** start Document segment **

Refurbished Apple products are second-hand, really, but the fact they've been refurbished by Apple means you can be a little more confident in the quality and reliability of what you're getting. It's a nice halfway house between new and second-hand, in effect, and you can save loads of money by opting to buy a refurbished iPad from Apple rather than splashing out on a brand-new iPad.

Plus, it's a way to get older models of iPad that are no longer available to buy (such as the iPad Air 1 and the iPad mini 3), directly from Apple - although this will depend on availability.

At time of writing, aside from the Air 1 and mini 3, all the other iPad models you can get refurbished are also available to buy brand new from Apple - the iPad Air 2, the iPad mini 2 and iPad mini 4.

Here, we weigh up the pros and cons of buying a refurbished iPad, so you can work out which option is best for you. See also: iPad buying guide 2016

What does refurbished mean?

** end Document segment **

## [Required work]
1/ Rewrite the passage on refurbished iPads from "Refurbished Apple products" to "iPad mini 4.", replacing "halfway house" with "middle ground".
2/ Translate this sentence from the passage on refurbished iPads into Spanish: "Here, we weigh up the pros and cons of buying a refurbished iPad, so you can work out which option is best for you."

** start Data extract **

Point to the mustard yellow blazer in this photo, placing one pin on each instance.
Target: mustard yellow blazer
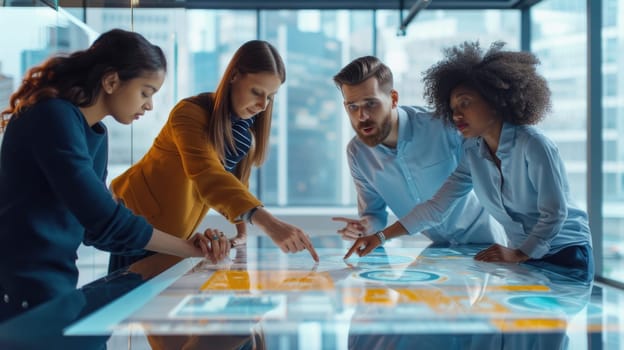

** end Data extract **

## [Outputs]
1/
Refurbished Apple products are second-hand, really, but the fact they've been refurbished by Apple means you can be a little more confident in the quality and reliability of what you're getting. It's a nice middle ground between new and second-hand, in effect, and you can save loads of money by opting to buy a refurbished iPad from Apple rather than splashing out on a brand-new iPad.

Plus, it's a way to get older models of iPad that are no longer available to buy (such as the iPad Air 1 and the iPad mini 3), directly from Apple - although this will depend on availability.

At time of writing, aside from the Air 1 and mini 3, all the other iPad models you can get refurbished are also available to buy brand new from Apple - the iPad Air 2, the iPad mini 2 and iPad mini 4.

2/ Aquí sopesamos los pros y los contras de comprar un iPad reacondicionado, para que puedas determinar qué opción es la mejor para ti.